RAW DATA
::::::::

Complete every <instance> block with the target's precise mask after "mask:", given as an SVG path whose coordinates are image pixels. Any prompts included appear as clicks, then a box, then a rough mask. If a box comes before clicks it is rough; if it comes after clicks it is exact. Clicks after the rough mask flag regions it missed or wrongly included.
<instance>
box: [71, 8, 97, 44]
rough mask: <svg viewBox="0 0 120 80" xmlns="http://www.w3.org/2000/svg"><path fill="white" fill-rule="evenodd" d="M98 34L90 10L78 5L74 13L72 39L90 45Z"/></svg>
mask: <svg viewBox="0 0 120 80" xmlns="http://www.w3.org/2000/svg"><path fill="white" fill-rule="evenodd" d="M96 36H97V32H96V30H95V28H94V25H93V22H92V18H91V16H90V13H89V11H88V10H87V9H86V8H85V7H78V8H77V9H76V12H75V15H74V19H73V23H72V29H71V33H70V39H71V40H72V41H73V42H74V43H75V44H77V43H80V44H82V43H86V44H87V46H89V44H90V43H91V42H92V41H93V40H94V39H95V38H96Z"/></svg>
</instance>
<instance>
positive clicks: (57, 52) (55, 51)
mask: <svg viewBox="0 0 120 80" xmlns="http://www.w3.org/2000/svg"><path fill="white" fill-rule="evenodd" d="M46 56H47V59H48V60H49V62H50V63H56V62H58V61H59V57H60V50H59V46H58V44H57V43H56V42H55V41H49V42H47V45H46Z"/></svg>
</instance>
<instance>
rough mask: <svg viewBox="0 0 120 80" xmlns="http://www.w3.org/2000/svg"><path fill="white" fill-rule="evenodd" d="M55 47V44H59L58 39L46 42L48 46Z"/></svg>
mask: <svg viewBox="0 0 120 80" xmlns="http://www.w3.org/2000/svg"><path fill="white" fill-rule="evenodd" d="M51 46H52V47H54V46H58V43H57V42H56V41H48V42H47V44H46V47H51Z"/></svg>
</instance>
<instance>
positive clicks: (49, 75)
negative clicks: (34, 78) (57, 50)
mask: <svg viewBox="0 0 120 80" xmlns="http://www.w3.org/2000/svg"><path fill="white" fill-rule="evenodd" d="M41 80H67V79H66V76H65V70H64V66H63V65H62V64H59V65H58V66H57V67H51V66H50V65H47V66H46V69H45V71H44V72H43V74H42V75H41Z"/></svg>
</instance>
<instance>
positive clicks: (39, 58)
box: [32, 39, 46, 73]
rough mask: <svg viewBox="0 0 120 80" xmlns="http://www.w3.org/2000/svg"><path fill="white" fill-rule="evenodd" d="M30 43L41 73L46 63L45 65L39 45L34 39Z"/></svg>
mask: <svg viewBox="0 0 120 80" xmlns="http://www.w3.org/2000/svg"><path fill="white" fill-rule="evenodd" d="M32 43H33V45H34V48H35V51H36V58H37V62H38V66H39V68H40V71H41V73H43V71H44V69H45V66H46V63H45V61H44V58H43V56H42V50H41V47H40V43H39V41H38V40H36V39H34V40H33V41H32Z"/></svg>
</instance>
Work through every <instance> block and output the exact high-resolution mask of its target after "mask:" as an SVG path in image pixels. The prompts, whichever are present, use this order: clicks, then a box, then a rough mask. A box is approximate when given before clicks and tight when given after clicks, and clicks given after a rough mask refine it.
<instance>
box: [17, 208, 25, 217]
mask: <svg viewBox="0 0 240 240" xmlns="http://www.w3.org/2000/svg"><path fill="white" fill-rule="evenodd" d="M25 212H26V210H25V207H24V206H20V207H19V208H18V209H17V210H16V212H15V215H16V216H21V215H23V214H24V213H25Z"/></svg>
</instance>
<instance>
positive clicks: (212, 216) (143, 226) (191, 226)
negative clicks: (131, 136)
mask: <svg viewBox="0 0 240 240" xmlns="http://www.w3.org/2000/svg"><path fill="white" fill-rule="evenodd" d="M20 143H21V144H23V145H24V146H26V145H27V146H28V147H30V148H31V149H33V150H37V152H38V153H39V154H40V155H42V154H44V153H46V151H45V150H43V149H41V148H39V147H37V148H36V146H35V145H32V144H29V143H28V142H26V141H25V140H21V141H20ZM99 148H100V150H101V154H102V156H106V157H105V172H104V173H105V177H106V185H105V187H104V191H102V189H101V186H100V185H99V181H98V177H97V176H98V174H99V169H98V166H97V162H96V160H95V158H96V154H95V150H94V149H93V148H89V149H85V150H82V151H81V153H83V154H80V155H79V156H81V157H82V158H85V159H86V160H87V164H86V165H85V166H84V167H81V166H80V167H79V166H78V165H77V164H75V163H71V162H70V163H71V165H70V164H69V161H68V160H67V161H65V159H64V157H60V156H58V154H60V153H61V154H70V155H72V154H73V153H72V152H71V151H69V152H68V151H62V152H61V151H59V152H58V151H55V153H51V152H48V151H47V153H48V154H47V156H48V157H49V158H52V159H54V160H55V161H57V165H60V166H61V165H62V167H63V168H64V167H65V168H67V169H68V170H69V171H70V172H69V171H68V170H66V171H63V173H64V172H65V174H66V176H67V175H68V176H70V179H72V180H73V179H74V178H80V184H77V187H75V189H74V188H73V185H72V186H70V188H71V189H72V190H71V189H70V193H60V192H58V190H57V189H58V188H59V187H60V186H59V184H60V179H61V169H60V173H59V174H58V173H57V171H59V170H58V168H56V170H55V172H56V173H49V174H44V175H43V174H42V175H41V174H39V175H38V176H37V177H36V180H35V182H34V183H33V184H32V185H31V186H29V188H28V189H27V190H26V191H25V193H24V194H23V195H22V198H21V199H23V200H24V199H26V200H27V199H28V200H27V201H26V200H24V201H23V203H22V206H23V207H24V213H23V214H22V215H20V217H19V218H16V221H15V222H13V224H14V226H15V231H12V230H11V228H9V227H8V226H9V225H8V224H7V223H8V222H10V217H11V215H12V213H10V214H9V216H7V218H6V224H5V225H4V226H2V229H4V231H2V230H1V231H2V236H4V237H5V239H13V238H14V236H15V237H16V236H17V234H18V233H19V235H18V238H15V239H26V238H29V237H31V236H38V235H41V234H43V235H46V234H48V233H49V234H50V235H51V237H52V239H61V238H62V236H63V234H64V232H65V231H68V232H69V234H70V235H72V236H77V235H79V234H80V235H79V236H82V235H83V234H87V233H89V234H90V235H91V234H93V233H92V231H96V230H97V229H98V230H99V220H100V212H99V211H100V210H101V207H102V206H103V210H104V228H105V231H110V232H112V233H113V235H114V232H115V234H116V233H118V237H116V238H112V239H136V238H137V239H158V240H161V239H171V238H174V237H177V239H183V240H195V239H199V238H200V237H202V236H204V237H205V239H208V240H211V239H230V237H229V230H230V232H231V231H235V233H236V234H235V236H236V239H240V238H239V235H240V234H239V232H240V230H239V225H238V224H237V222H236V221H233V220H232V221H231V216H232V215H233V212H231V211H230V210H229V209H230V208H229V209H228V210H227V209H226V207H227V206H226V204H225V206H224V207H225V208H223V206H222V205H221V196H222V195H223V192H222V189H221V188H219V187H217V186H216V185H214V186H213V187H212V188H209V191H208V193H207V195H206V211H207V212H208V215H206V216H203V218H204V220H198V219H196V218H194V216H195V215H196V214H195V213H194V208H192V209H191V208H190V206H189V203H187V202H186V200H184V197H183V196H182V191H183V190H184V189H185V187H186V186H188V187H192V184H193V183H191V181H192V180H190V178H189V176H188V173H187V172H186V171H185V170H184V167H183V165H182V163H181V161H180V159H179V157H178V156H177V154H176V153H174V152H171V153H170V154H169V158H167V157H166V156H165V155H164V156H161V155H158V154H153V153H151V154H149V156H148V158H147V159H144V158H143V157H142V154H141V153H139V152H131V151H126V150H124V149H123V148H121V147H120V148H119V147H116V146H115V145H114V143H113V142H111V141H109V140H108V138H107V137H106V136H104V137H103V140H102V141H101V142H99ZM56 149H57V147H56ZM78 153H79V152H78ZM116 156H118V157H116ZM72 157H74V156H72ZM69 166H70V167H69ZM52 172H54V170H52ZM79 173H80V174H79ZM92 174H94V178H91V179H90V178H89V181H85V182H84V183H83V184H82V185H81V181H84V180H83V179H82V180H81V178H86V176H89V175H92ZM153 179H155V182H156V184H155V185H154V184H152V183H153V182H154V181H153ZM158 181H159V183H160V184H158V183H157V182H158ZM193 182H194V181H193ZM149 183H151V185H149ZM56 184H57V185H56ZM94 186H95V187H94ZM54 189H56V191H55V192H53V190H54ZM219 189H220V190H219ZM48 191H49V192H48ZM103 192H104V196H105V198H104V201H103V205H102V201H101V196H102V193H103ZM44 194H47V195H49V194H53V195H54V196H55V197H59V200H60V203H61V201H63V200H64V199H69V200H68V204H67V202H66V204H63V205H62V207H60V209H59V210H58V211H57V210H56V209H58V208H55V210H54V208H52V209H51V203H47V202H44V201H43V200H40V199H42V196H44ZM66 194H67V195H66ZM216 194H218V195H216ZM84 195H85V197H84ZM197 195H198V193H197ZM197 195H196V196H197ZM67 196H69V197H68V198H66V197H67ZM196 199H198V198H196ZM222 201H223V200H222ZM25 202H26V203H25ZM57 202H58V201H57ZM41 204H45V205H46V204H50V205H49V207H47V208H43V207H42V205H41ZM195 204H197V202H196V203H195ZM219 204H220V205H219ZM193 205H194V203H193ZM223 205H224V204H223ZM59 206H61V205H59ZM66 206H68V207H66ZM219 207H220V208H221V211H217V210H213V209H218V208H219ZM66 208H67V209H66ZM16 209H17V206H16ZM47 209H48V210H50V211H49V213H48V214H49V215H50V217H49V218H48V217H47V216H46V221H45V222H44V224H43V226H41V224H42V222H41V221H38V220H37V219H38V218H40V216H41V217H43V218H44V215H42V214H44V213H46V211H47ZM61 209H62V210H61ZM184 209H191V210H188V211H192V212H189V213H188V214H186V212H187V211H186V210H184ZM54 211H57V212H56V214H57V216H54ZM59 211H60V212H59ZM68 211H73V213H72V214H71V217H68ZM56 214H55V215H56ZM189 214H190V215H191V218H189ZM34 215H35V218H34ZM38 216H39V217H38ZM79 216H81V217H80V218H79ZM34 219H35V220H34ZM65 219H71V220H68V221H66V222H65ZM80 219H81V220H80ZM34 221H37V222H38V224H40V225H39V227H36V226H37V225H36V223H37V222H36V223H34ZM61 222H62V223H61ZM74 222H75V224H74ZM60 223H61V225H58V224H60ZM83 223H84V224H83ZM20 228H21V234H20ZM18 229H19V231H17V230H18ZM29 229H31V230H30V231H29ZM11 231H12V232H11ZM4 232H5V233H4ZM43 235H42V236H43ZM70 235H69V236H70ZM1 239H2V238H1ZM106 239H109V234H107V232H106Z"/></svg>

::::::::

WORK ITEM
Rewrite the lines from the very first one through the line that contains "box: [71, 8, 97, 44]", with "precise" replaced by "exact" and nothing else changed. Give only those lines.

ANSWER FOR THE TASK
Complete every <instance> block with the target's exact mask after "mask:", given as an SVG path whose coordinates are image pixels. Any prompts included appear as clicks, then a box, then a rough mask. If a box comes before clicks it is rough; if it comes after clicks it is exact. Clicks after the rough mask flag regions it missed or wrongly included.
<instance>
box: [71, 8, 97, 44]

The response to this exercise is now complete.